Objectif -
Présente en CSV à deux colonnes, texte et réponse, tout ce qui va de la ligne contenant « Where can you see the white suv? » jusqu'à celle contenant « (1101, 436) », les deux incluses. Mets chaque texte sur une ligne avec sa réponse, chaque champ entre guillemets et les retours à la ligne remplacés par des espaces.
::::::::::
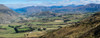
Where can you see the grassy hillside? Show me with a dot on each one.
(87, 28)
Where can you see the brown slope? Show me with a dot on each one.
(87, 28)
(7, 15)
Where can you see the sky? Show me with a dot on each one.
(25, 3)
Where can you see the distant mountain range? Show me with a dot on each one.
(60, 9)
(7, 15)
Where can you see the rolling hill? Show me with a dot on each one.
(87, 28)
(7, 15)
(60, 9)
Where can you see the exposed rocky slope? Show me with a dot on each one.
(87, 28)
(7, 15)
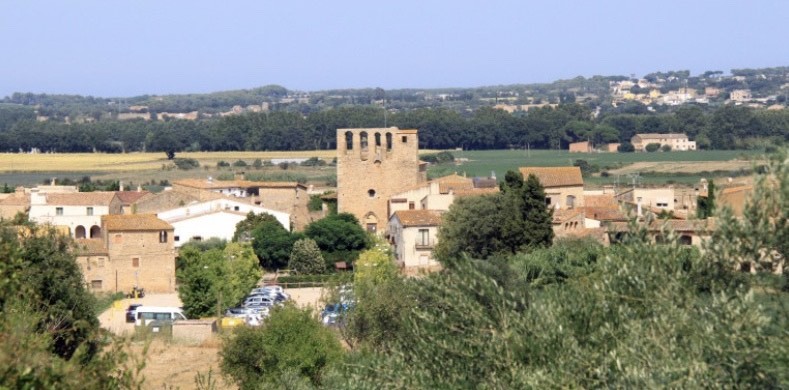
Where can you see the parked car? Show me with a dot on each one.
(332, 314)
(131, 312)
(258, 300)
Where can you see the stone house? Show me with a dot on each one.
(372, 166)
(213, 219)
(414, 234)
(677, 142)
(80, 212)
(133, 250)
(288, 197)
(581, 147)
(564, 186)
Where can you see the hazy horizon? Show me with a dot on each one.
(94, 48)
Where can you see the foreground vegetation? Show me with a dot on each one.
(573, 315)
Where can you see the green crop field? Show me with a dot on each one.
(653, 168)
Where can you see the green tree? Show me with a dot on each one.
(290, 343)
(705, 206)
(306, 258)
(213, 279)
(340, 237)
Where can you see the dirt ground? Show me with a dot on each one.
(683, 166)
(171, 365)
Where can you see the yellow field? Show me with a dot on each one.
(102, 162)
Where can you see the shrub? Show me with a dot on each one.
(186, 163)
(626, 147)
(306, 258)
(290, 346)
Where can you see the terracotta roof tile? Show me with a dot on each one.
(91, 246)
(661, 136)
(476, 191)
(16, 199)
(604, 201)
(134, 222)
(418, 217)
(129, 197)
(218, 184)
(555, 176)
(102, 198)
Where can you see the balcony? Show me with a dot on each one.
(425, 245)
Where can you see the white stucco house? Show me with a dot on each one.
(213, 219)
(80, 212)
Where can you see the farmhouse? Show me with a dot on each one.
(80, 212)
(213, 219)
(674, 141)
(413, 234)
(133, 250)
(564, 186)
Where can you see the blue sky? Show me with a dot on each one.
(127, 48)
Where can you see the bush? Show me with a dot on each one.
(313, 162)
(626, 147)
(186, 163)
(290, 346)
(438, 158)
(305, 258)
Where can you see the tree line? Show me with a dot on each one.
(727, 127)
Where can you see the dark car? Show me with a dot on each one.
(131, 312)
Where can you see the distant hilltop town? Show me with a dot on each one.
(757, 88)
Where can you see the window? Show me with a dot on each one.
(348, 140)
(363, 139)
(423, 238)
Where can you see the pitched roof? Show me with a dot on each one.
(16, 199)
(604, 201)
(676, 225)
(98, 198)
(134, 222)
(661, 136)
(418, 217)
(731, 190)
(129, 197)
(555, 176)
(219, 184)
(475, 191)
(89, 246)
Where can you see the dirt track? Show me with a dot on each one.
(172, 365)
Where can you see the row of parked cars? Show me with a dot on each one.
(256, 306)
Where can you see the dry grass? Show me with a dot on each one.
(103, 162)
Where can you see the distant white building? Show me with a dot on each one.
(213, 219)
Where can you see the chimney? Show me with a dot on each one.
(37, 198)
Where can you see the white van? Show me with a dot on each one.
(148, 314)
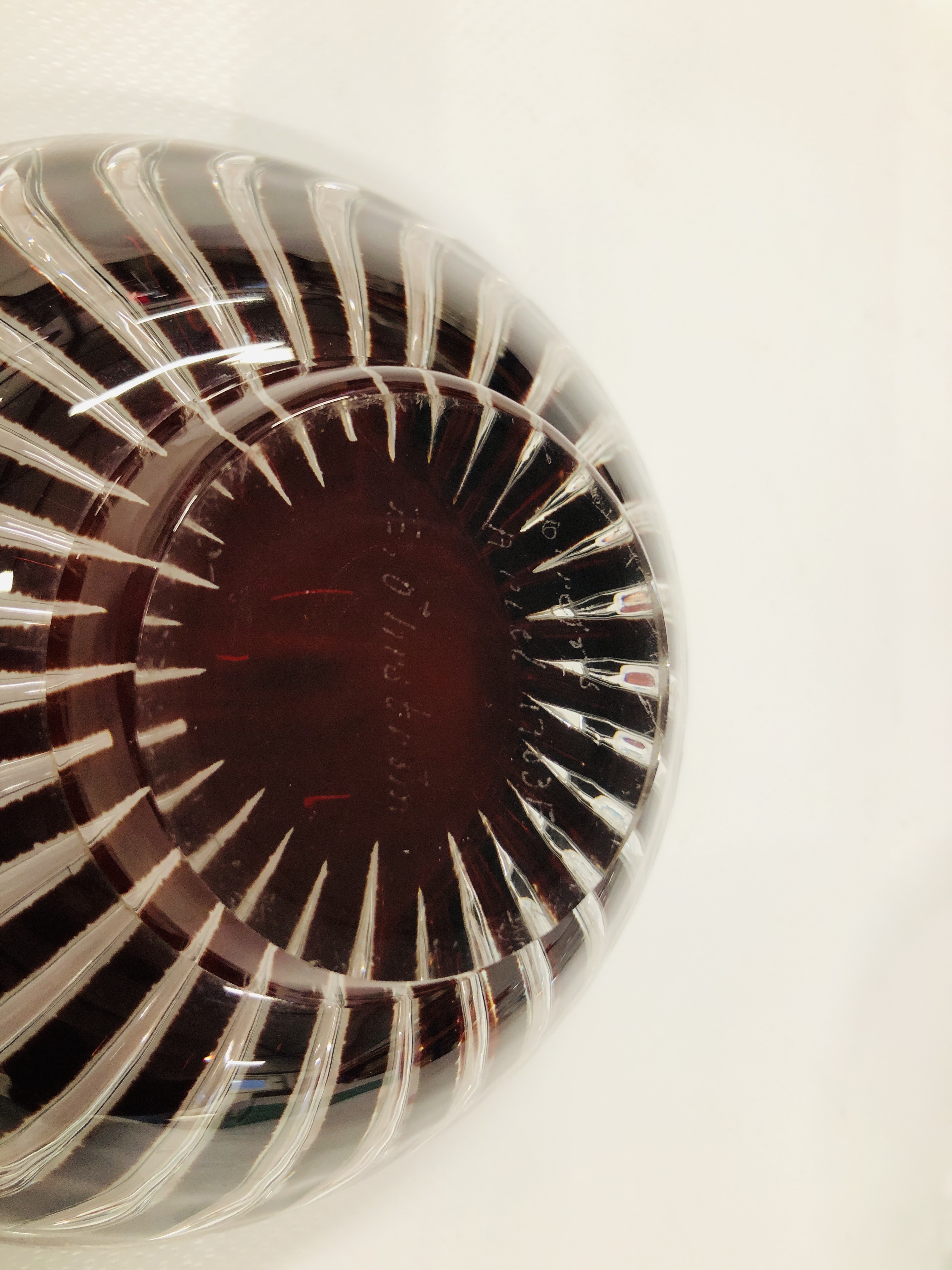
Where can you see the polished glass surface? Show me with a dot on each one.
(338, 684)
::::::::::
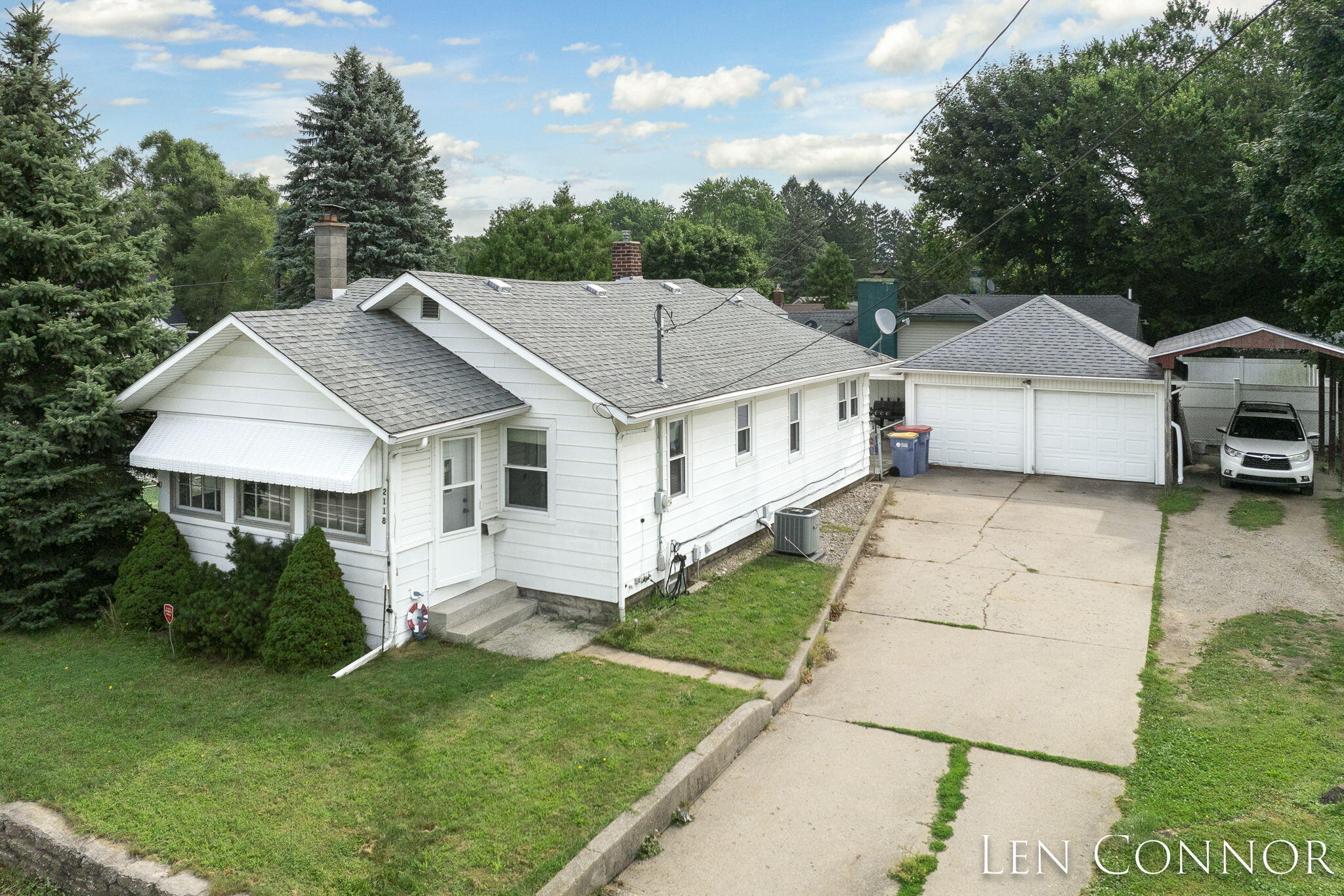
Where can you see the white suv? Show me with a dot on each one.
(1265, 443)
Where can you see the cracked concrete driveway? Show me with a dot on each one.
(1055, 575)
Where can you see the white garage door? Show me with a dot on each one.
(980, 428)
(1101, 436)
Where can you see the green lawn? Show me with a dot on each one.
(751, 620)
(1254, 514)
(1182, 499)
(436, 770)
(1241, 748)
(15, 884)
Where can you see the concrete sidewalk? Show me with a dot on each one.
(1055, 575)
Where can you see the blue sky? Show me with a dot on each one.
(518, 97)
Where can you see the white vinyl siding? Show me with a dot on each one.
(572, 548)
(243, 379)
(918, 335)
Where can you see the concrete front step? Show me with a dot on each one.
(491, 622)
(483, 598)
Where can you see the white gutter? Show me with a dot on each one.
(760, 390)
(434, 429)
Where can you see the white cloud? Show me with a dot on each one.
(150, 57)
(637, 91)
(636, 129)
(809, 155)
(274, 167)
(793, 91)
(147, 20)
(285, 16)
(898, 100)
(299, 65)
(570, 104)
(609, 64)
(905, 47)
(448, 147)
::::::::::
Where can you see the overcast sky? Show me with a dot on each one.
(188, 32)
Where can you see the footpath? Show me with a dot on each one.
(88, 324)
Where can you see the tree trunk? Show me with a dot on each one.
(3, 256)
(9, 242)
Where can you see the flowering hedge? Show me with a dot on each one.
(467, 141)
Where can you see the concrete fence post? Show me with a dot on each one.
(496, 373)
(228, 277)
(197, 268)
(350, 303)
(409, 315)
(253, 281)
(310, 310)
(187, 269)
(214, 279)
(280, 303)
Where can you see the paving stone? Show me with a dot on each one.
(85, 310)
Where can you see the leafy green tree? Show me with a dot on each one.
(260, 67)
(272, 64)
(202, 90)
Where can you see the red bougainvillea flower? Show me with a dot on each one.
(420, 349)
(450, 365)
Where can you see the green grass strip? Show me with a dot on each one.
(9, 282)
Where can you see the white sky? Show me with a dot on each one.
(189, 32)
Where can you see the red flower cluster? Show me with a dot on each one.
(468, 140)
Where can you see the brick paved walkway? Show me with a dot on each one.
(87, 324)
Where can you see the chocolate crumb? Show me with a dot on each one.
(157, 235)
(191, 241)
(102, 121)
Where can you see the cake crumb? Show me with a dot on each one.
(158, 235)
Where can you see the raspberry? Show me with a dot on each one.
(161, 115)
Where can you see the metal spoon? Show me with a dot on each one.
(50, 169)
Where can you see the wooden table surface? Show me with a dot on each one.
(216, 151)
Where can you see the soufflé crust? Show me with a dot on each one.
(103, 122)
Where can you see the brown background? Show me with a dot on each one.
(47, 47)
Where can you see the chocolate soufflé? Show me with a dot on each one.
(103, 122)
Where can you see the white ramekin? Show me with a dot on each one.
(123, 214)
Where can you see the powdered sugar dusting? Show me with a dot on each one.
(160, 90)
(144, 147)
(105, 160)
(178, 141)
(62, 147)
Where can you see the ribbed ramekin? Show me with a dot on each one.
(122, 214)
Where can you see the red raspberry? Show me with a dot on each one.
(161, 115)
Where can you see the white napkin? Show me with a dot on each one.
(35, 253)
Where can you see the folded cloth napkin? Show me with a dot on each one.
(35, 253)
::::::::::
Résultat attendu -
texte,réponse
"Where can you see the white suv? Show me with a dot on each one.","(1265, 443)"
"Where can you see the cracked concrete driveway? Show me with a dot on each one.","(1055, 575)"
"Where can you see the white garage door? Show me with a dot on each one.","(980, 428) (1101, 436)"